#### [Data records]

┌──

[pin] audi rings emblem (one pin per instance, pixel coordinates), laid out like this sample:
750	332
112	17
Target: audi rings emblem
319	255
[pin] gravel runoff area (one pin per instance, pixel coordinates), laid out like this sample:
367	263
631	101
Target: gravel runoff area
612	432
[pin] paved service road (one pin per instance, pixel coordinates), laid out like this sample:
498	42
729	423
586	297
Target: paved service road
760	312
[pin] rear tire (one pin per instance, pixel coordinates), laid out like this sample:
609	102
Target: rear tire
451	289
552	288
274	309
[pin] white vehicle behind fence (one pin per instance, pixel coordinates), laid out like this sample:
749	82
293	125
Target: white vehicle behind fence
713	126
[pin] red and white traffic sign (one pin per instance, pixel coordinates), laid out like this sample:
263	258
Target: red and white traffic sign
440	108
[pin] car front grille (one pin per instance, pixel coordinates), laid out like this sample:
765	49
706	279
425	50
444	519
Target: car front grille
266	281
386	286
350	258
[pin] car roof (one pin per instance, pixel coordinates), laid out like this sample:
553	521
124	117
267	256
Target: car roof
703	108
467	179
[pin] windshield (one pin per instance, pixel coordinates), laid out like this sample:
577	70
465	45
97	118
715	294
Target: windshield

└──

Nothing but the lines from the one with "Target: paved service road" through the final line of the records above should appear, each copied exactly.

Target: paved service road
760	312
[pin] rear tire (one pin per instance, pixel coordinates), laid out like this sample:
609	102
Target: rear tire
451	289
552	288
274	309
[pin] white vehicle behind fence (one pin per instance, pixel coordinates), laid out like this sample:
749	82
293	125
Target: white vehicle behind fence
713	126
[pin] red and white traffic sign (one pin per instance, pixel coordinates), laid out like this sample:
263	258
Target: red and white traffic sign
440	108
[pin] car front grille (one pin per instance, pixel coordinates), laid out like this sample:
765	49
706	279
425	50
444	519
Target: car front grille
266	281
386	286
350	258
[pin] car roof (one pin per instance, pixel coordinates), laid out like this sample:
553	521
124	117
267	256
Target: car roof
703	108
467	179
[pin] windshield (one pin per instance, pixel coordinates), laid out like this sample:
577	70
465	45
97	118
715	294
Target: windshield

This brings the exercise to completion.